:: PROBLEM TO SOLVE ::
Pull out every line of the data below that contains the string "roof", and copy each one in full.

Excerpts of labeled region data
*-*-*

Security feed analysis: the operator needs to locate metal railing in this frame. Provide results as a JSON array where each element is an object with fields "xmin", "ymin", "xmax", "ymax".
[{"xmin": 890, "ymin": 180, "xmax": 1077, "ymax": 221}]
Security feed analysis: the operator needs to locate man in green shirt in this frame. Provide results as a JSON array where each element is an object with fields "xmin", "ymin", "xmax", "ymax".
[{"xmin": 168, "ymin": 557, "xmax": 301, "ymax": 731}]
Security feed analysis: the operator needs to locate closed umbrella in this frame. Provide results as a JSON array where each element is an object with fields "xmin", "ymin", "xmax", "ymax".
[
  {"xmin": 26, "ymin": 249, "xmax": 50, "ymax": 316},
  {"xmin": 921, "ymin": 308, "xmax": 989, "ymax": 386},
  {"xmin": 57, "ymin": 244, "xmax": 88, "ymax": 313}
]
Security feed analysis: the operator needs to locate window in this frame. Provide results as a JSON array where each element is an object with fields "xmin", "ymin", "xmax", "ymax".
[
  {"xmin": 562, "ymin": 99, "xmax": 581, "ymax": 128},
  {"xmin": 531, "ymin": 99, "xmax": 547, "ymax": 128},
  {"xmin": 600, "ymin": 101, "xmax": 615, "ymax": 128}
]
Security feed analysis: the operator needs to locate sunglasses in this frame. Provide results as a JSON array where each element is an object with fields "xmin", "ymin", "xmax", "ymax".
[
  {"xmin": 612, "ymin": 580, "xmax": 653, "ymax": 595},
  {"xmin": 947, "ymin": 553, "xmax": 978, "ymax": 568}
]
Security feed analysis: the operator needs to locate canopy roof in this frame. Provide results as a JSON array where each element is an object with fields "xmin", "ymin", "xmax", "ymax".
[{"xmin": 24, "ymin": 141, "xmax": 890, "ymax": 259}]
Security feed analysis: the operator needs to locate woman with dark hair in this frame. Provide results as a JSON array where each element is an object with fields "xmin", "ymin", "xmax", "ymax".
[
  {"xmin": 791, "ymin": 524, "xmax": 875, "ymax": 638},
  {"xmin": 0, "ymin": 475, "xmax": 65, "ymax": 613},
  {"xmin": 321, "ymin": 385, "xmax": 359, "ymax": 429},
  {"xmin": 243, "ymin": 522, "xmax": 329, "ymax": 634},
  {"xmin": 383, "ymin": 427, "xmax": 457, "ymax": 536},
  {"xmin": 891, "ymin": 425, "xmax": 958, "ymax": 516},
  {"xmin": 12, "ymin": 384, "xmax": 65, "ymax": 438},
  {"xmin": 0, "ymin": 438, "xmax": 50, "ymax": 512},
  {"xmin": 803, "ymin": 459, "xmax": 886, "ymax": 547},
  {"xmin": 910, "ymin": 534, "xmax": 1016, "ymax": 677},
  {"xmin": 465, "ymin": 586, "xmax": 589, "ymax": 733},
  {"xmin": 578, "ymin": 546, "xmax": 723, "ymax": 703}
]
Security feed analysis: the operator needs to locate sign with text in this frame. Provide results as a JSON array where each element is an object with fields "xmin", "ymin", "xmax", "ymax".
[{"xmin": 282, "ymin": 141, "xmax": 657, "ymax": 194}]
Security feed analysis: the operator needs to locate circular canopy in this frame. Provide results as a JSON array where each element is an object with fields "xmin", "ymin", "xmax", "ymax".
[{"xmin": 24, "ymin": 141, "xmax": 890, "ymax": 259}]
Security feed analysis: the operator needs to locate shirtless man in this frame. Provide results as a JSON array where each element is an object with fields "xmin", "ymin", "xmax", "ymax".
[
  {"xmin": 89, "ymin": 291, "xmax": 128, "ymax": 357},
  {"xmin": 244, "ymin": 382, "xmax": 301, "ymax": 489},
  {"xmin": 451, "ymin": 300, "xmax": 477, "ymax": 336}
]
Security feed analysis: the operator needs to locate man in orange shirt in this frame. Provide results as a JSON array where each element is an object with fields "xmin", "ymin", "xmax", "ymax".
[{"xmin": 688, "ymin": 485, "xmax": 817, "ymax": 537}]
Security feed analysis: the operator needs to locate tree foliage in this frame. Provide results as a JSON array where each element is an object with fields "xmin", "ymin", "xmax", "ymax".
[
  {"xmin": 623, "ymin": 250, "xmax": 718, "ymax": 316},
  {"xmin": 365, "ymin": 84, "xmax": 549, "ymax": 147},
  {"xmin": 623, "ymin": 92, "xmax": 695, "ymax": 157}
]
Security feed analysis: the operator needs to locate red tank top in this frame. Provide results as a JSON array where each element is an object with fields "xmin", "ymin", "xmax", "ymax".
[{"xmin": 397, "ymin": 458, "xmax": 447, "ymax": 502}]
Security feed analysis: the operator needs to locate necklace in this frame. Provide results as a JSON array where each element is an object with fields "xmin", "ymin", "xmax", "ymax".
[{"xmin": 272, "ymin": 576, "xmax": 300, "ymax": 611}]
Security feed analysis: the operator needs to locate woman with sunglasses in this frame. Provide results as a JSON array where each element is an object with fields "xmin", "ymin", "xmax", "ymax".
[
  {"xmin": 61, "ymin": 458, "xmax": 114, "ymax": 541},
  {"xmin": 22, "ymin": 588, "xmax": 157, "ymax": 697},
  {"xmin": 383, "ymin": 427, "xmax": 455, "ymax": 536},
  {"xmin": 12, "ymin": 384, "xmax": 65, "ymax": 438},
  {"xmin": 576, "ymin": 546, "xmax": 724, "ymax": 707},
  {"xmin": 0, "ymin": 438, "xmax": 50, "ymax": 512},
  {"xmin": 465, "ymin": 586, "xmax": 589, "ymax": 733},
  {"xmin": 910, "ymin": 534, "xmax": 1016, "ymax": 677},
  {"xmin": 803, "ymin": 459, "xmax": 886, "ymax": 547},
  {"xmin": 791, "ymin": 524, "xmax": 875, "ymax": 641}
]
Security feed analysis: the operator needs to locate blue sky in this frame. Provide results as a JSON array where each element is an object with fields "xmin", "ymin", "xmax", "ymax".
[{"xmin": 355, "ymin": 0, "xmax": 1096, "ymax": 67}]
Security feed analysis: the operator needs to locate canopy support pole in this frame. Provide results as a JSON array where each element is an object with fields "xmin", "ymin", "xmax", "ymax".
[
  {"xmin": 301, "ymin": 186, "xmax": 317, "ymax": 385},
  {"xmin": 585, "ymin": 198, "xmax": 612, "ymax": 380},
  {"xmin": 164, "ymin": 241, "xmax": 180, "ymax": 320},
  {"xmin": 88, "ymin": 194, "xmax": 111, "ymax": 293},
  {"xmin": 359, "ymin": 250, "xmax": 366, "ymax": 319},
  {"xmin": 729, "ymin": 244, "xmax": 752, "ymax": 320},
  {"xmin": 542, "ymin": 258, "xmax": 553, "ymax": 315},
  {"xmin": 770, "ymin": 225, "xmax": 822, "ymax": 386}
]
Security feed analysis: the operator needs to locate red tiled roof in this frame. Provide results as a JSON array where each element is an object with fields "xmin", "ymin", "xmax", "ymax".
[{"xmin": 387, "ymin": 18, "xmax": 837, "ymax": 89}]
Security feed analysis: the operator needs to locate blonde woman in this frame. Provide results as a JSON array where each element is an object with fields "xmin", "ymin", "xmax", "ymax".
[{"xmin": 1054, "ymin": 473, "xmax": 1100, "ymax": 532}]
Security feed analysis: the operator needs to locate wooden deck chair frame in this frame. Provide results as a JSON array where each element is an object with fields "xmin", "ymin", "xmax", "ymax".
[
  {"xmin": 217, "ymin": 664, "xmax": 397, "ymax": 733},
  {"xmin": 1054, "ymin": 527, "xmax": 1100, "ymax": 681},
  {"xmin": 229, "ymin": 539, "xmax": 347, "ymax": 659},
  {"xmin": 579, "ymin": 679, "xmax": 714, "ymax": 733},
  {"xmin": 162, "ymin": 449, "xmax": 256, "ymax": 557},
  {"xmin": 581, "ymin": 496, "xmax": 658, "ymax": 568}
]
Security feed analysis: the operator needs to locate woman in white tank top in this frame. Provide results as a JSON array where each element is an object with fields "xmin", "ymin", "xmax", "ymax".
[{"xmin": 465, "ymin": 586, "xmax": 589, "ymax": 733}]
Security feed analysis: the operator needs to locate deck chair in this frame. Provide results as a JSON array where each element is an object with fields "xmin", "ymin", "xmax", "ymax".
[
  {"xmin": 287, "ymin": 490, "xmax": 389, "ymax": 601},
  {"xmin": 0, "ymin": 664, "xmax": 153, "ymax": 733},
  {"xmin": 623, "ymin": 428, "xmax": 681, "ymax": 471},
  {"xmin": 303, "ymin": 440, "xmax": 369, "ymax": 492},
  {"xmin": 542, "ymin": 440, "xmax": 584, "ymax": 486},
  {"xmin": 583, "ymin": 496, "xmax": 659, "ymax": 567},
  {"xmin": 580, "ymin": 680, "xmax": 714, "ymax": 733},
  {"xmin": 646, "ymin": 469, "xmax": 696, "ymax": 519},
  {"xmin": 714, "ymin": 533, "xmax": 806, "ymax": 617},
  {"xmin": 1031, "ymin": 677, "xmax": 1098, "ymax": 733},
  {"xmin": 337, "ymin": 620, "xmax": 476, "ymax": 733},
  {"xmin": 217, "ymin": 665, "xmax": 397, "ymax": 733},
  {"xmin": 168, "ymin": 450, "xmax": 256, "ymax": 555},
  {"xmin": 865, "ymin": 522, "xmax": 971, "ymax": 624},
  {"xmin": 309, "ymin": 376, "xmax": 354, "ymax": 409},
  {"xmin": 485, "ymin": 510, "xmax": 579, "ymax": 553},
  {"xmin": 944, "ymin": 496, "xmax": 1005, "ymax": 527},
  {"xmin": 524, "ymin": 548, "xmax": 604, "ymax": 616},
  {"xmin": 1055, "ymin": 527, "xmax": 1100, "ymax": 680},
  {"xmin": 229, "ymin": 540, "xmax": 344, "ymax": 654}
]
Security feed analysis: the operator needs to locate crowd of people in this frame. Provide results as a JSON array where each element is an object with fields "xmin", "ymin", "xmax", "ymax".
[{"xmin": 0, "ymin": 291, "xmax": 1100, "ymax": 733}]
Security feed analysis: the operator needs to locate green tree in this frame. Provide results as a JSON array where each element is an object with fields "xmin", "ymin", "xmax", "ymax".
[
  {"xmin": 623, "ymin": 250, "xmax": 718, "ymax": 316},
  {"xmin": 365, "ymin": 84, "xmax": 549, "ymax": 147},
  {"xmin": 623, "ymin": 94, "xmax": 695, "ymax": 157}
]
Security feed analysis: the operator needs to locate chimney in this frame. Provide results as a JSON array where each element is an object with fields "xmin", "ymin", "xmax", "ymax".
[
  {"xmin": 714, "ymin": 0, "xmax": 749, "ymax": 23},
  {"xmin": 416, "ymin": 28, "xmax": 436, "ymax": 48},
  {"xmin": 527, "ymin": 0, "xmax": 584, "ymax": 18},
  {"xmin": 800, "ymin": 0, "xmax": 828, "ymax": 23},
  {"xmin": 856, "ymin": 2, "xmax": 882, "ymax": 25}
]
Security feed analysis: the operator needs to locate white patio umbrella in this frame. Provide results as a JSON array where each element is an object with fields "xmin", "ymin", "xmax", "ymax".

*-*-*

:: ANSWER TO THE TASK ::
Security feed analysis: the operator needs to locate canopy roof in this frame. Provide results as a JSON array where each element is an object with fields "xmin", "ymin", "xmax", "ymax".
Security feed analysis: the operator needs to locate red tiled roof in this frame. Provide results as a JSON array where each element is an object with fields "xmin", "ymin", "xmax", "ymax".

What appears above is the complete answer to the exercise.